● **YOUR INSTRUCTIONS**: For this exercise, please find the lines in the entries that include the word "bird" and copy them.

DATA PROVIDED: Begin

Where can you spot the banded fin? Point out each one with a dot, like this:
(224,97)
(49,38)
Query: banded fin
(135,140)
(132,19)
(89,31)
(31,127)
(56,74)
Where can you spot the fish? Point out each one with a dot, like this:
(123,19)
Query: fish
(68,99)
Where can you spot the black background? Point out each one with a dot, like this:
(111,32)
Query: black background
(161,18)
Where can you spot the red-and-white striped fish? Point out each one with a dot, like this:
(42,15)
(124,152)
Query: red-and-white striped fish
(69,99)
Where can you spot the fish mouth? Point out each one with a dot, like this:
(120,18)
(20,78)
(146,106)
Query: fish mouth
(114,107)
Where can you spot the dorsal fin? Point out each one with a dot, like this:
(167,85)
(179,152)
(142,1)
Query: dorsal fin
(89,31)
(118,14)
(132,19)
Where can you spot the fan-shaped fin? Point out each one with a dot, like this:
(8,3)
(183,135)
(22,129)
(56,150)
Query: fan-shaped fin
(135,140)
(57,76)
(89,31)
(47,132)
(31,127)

DATA PROVIDED: End
DATA PROVIDED: Begin

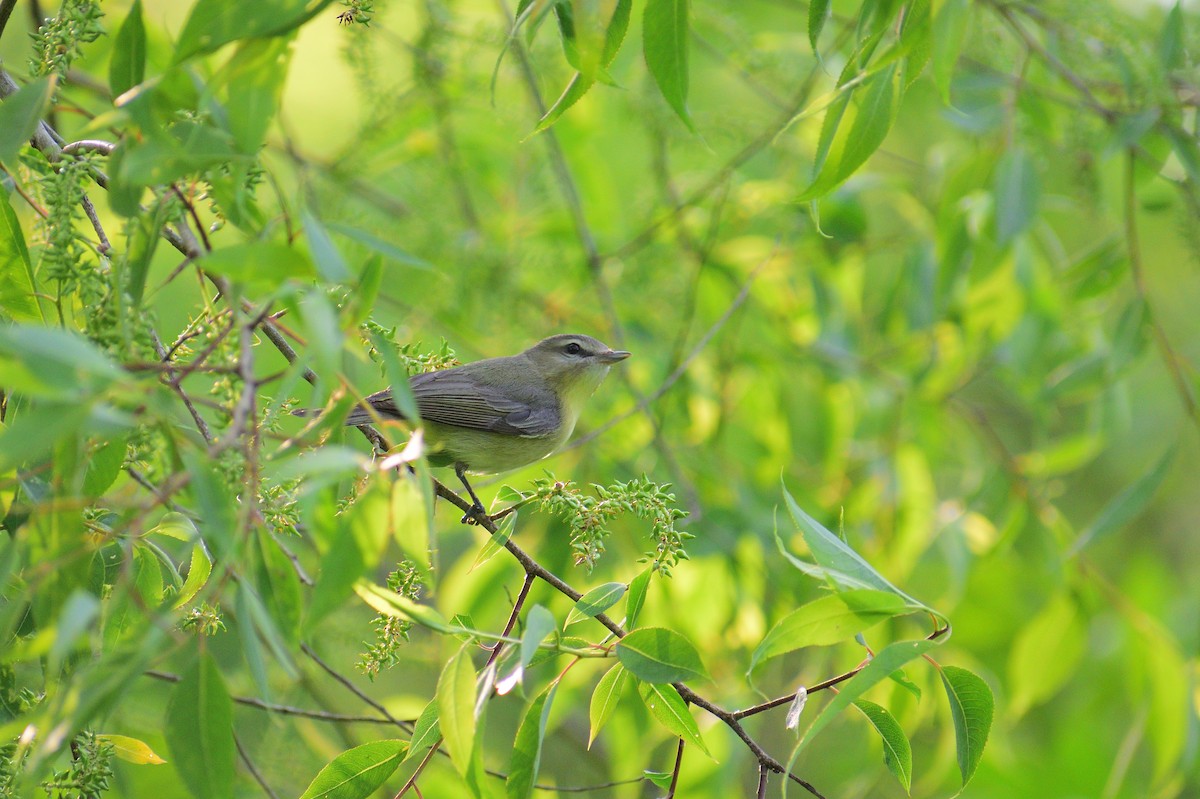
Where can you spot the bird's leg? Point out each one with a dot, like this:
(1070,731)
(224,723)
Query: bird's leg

DATA PROVIDED: End

● **RESULT OF THIS EXERCISE**:
Where can you spot the bird's leg? Point out each one with a dot, like this:
Query: bird's leg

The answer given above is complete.